Copy the passage of the NSRunLoop article that begins at the words "It's the first" and stops after "an implementation detail.", replacing "CFRunLoop" with "CFRunLoopRef".

## Excerpt provided
#####

Next article: Friday Q&A 2010-01-08: NSNotificationQueue
Previous article: Friday Q&A 2009-12-18: Highlights From a Year of Friday Q&A
Tags: cocoa fridayqna runloop
Friday Q&A 2010-01-01: NSRunLoop Internals
by Mike Ash  

It's the first Friday of the new year, and that means it's time for the first Friday Q&A of 2010. This week, I'm taking Dave DeLong's suggestion of talking about NSRunLoop internals.

If you want to understand something as thoroughly as possible, you should build one yourself. That's a little too much for a blog post, so rather than build a complete implementation of NSRunLoop, I'm going to take the second-best route and plan out the key features of its internals in pseudocode.

CoreFoundation
On the Mac, NSRunLoop sits on top of its CoreFoundation equivalent, CFRunLoop. Most of the smarts are there, and the Cocoa side of things is mostly a wrapper. For this discussion, I am going to ignore this layering, and examine NSRunLoop as a single, standalone entity. From this perspective, CFRunLoop can be considered to be an implementation detail.

Autorelease Pools
One of the basic things that NSRunLoop does in manage autorelease pools, both for itself and for any code that it calls. Since autorelease pools are fairly straightforward compared to the rest, and will just serve to clutter things up, I will ignore this aspect of NSRunLoop's functionality.

Fundamentals
Most of the mysteriousness in NSRunLoop is in its various run methods. What goes on in there? How does it all work?

The -run method is pretty simple, since the documentation describes it in terms of -runMode:beforeDate::

If no input sources or timers are attached to the run loop, this method exits immediately; otherwise, it runs the receiver in the NSDefaultRunLoopMode by repeatedly invoking runMode:beforeDate:.

Its implementation must therefore look something pretty close to:

    - (void)run
    {
        while([self hasSourcesOrTimers])
            [self runMode: NSDefaultRunLoopMode beforeDate: [NSDate distantFuture]];
    }
The -runUntilDate: method is similar:

If no input sources or timers are attached to the run loop, this method exits immediately; otherwise, it runs the receiver in the NSDefaultRunLoopMode by repeatedly invoking runMode:beforeDate: until the specified expiration date.

Its implementation would then be like this:

    - (void)runUntilDate: (NSDate *)limitDate
    {
        while([self hasSourcesOrTimers])
        {
            [self runMode: NSDefaultRunLoopMode beforeDate: limitDate];
            
            // check limitDate at the end of the loop to ensure that
            // the runloop always runs at least once
            if([limitDate timeIntervalSinceNow] < 0)
                break;
        }
    }
That was easy enough. How about -runMode:beforeDate:, then? Well, that's where all the complication lies.

Input Sources
As described in Apple's Run Loops programming guide, a run loop contains two types of sources: inputs and timers. An input source is basically some kind of external signal from outside the runloop itself.

#####

## Dataset section
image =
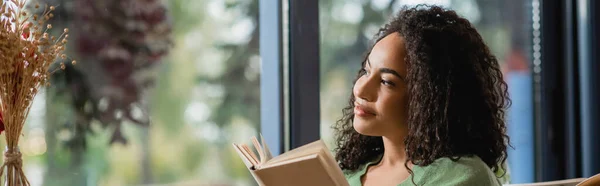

#####

## Full answer
It's the first Friday of the new year, and that means it's time for the first Friday Q&A of 2010. This week, I'm taking Dave DeLong's suggestion of talking about NSRunLoop internals.

If you want to understand something as thoroughly as possible, you should build one yourself. That's a little too much for a blog post, so rather than build a complete implementation of NSRunLoop, I'm going to take the second-best route and plan out the key features of its internals in pseudocode.

CoreFoundation
On the Mac, NSRunLoop sits on top of its CoreFoundation equivalent, CFRunLoopRef. Most of the smarts are there, and the Cocoa side of things is mostly a wrapper. For this discussion, I am going to ignore this layering, and examine NSRunLoop as a single, standalone entity. From this perspective, CFRunLoopRef can be considered to be an implementation detail.